[Source document]
Denver Housing to Gain Despite Coronavirus, Recession Fears | Guest Post
Low Inventory, Again
Out of the 5,122 new listings that came on the market in February, 5,083 homes were under contract in DMAR’s 11 county area, highlighting the metro area’s low inventory market dynamics. The low inventory trend seems to continue as we ended February with just 4,835 active listings, down 2.15 percent from January.
Just what do you think is going to happen to home prices in a metro area of about 2.8 million people?
Where is the Inventory?
My hunch is 2020 might bring the biggest housing inventory shortage in US history.
Currently, 55.2 percent of all owner-occupied homes are owned by people age 50 or older. An increasing number of Baby Boomers are aging in place, unlike their parents who sold their homes to downsize or move ahead of retirement.
It’s not just Baby Boomers. Homeownership tenures have reached new highs at an average of 13 years - the highest average in 18 years!
Nationally, new construction just hit a 12 year high but only caters to the upper tier of housing, which leaves an estimated gap of 3.8 million homes needed to meet market demand across the United States. In Colorado, housing permits are down year-over-year as builders try to shift from large homes to smaller, more affordable homes, townhomes and condos.

[Complete the following]
1. Quote the Denver housing article from "My hunch is" to "in 18 years!".
2. According to the Denver housing article, how many active listings remained at the end of February?
3. Carry on with the Denver housing article, beginning after its last sentence.
The material has no connection to the Denver housing article.

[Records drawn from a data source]
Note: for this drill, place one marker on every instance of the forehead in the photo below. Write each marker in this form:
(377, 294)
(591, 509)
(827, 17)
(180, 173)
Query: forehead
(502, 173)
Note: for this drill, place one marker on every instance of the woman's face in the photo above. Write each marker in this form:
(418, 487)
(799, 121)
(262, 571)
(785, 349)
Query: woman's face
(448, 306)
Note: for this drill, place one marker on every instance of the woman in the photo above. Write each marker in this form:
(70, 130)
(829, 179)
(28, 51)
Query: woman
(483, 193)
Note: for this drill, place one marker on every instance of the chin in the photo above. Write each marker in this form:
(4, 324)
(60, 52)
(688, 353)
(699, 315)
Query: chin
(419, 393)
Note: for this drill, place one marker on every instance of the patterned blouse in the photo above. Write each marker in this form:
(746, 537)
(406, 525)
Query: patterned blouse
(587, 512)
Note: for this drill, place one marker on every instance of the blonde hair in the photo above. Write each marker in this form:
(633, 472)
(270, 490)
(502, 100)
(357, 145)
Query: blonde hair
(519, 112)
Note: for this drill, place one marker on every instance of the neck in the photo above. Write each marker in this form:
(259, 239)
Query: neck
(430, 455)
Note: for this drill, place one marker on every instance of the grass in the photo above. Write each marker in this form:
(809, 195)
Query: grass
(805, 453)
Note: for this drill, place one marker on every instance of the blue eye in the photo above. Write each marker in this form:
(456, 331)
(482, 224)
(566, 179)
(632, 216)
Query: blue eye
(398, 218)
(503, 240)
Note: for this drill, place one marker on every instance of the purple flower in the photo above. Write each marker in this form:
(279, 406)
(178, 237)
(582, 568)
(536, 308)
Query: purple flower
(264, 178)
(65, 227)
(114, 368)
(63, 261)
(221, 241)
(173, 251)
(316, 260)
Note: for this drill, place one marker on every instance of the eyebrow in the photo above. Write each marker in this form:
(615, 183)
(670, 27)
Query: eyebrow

[Exercise answers]
1.
My hunch is 2020 might bring the biggest housing inventory shortage in US history.
Currently, 55.2 percent of all owner-occupied homes are owned by people age 50 or older. An increasing number of Baby Boomers are aging in place, unlike their parents who sold their homes to downsize or move ahead of retirement.
It’s not just Baby Boomers. Homeownership tenures have reached new highs at an average of 13 years - the highest average in 18 years!

2. 4,835

3.
The lack of inventory is creating appreciation. Metro Denver’s February year to date is already 6.25 percent and primed to continue, whereas median home prices in metro Denver increased only 2.46 percent in 2019. A recent CoreLogic report shows four percent year-over-year gains and homes reported by FHFA showed a 5.2 percent increase year over year.
Coronavirus to Slow Down U.S. Economy
The Coronavirus is a threat not just to public health, but to the global economy. As China scrambles to contain the outbreak, we’re already seeing effects on global trade, supply chains and manufacturing. In China, workers and truck drivers are being ordered to stay at home to limit the virus’ spread, grinding manufacturing and logistics to a halt. Shipping companies are also canceling routes from China to the U.S., further limiting the number of Chinese products reaching the U.S.
American companies who rely on Chinese imports are experiencing Chinese virus containment procedures’ effect. The Port of Los Angeles stated it saw a 25 percent decrease in Chinese imports in February, whose effects will ripple across the domestic U.S. economy and the world.
To add additional macroeconomic context to today’s health crisis, the U.S. economy has been slowly moving towards a recession for the past 18 months with a slowdown in growth due to global trade, manufacturing, shipping, business reinvestments and weaker earnings. We also have incredibly low inflation with personal consumption expenditures (PCE) sitting at 1.7 percent and increasing debt as the Fed continues to purchase short term bills at $60 billion a month.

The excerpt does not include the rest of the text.